- TASK GOAL
The records below must be repeated exactly, but without their pictures.

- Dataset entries

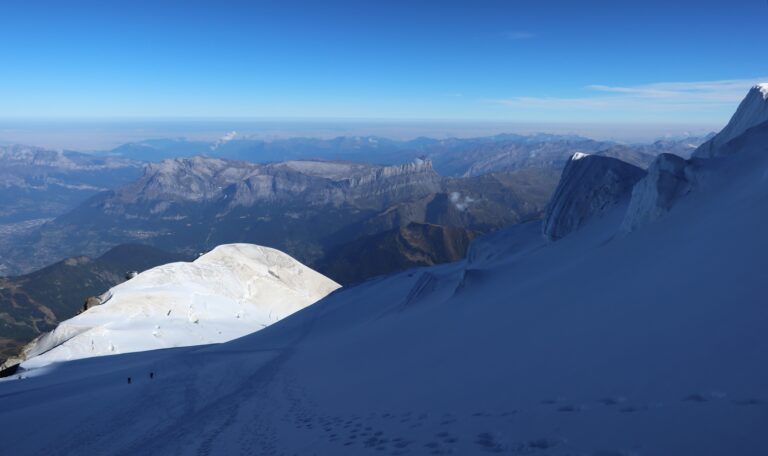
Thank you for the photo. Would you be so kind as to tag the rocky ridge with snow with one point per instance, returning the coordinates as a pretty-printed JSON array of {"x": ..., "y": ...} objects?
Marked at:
[
  {"x": 752, "y": 111},
  {"x": 589, "y": 186}
]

- FINISHED EXERCISE
Thank you for the photo. Would you be so kind as to tag the rocky ridge with snow with one point per instance, returning the coordinates as a pretty-printed JSON array of {"x": ..., "y": ...} objects?
Marked at:
[
  {"x": 752, "y": 111},
  {"x": 589, "y": 186}
]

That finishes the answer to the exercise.